§ Problem requirements
Please extend the article about the Pando student support program in Maize elementary schools, picking up right after its final sentence.

§ Excerpted text
________________________________________
Blucher said each elementary school in Maize has about 35 to 40 students in the Pando program so far, and the caseloads will grow with time. Right now, Pando’s five student support advocates in Maize schools are busy getting the word out to parents about the program, starting lunch groups, and working on social skills and life skills with students.
Student participants will be identified through a case referral process, and parents will be invited to provide consent for their child’s participation in the program before involvement.
Maize Pando employees are Lisa Santiago at Maize Elementary School, Olivia Neises at Maize South Elementary School, Kayla King at Vermillion Elementary School, Jayden Massey at Pray-Woodman Elementary School, and Sydney LeFevre at Maize Central Elementary School.
A typical day for them includes meeting with a few students and making sure the students are doing well in their classes. Three days a week, they host lunch groups, based on the need and the age. One day, King said, she had lunch with four first graders, during which they discussed mindfulness and empowerment.
The student support advocates in Maize, who all have a background in social work or human services, also meet with Maize school counselors, social workers, teachers, and principals about students throughout the week.
LeFevre at Maize Central Elementary School said she was interested in the position because she wanted a job where she interacts with students in an uplifting setting.
“It’s something where I could be a positive support person rather than a corrector,” she said. “In this role, I get to be the positive support person that jumps in and does a lot more strengths-based work, which I really love.”
Program Director McConico said Pando is a supportive, yet optional, program.
“Our staff is just there to help their students as well as families build a strong connection to the school, because ultimately that will help their students in the long run,” McConico said.
________________________________________
§ Study material
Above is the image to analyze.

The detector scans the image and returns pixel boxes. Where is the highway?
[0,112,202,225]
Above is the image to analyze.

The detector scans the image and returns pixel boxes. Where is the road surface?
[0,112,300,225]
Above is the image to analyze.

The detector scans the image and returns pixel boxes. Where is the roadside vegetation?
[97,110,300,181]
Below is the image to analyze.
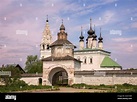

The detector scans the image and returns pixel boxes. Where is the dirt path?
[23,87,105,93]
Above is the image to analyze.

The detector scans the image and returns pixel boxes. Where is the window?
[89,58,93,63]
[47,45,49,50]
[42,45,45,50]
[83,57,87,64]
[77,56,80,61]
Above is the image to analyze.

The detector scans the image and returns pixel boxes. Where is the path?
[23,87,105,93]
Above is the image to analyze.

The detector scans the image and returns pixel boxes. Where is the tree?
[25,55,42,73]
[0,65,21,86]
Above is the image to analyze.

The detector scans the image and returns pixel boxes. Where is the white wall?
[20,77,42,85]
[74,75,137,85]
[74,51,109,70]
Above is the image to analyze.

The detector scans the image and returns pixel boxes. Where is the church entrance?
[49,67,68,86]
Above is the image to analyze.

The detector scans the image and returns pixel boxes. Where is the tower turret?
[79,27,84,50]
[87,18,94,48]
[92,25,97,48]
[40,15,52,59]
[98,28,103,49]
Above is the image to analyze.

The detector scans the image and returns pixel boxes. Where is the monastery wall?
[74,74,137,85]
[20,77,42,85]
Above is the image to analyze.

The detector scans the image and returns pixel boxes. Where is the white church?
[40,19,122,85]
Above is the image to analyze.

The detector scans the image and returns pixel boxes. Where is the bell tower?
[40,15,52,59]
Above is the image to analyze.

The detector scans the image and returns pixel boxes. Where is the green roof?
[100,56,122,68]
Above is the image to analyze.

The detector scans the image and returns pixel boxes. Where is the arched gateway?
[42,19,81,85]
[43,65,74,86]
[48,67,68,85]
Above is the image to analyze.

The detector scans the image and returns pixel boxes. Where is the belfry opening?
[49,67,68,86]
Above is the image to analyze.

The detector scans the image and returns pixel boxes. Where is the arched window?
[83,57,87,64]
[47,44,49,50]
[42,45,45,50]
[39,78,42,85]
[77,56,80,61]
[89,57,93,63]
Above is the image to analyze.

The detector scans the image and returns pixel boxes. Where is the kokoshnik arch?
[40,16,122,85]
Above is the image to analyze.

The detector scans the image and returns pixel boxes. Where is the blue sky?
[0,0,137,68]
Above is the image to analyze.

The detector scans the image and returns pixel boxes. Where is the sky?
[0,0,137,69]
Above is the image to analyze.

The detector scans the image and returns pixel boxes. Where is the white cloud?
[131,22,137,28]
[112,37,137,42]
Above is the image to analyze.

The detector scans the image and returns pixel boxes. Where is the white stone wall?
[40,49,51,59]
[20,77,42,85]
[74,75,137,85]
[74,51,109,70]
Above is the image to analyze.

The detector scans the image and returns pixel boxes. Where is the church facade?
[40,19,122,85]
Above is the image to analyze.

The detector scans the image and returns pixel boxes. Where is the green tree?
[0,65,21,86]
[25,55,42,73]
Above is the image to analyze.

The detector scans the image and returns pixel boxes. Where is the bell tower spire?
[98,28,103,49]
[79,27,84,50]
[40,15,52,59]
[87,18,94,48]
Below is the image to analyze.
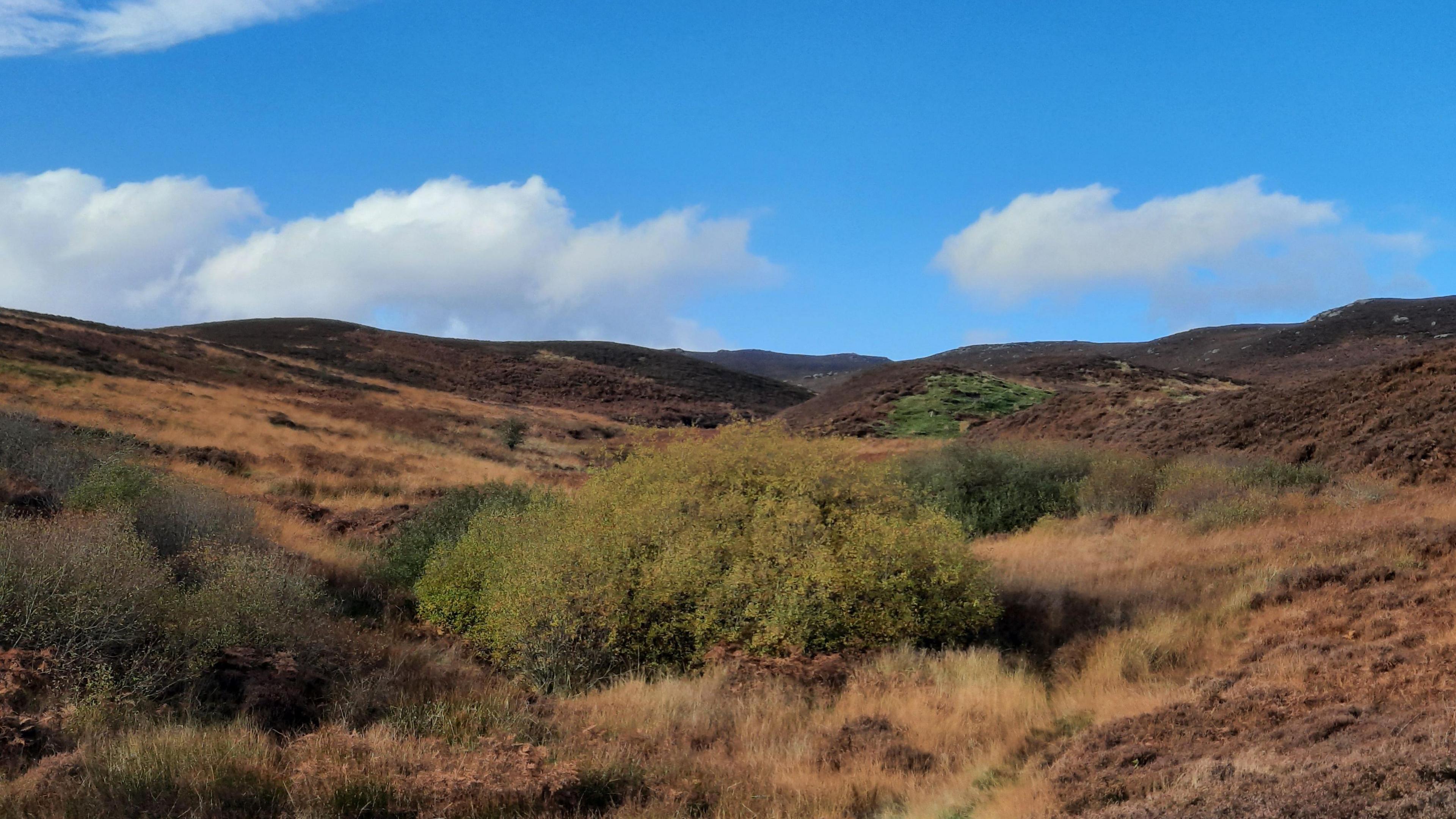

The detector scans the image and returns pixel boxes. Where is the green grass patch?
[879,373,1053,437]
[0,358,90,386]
________________________________________
§ Expected answer
In addition to helping students during the day with lunch groups or incentives to boost attendance, Pando employees in Maize schools also work with families to meet their needs. If a family needs affordable medical care, clothes, food, shoes for their kids or anything else, Pando employees can help with resources for those needs.
Their job as student support advocates is to fill the gaps for students who sometimes fall through the cracks, but the Pando program is open to any student in the district. To nominate a student for the program, parents, teachers, or staff members can contact each elementary school’s office or its Pando employee.
Students in the Pando program also take part in book clubs and learn about financial literacy. Throughout the Wichita area, there are 28 Pando student support advocates in 27 schools, with about 50 to 100 students participating in the Pando program at each school.
“We want the parents and staff to understand that we are there to support them,” McConico said.
King added, “We’re super happy to be a part of the Maize district, and we hope that everyone is also excited to have us at the schools.”
Pictured above from left: Maize Pando employees Lisa Santiago (Maize Elementary School), Sydney LeFevre (Maize Central Elementary School), Kayla King (Vermillion Elementary School), Olivia Neises (Maize South Elementary School), and Jayden Massey (Pray-Woodman Elementary School).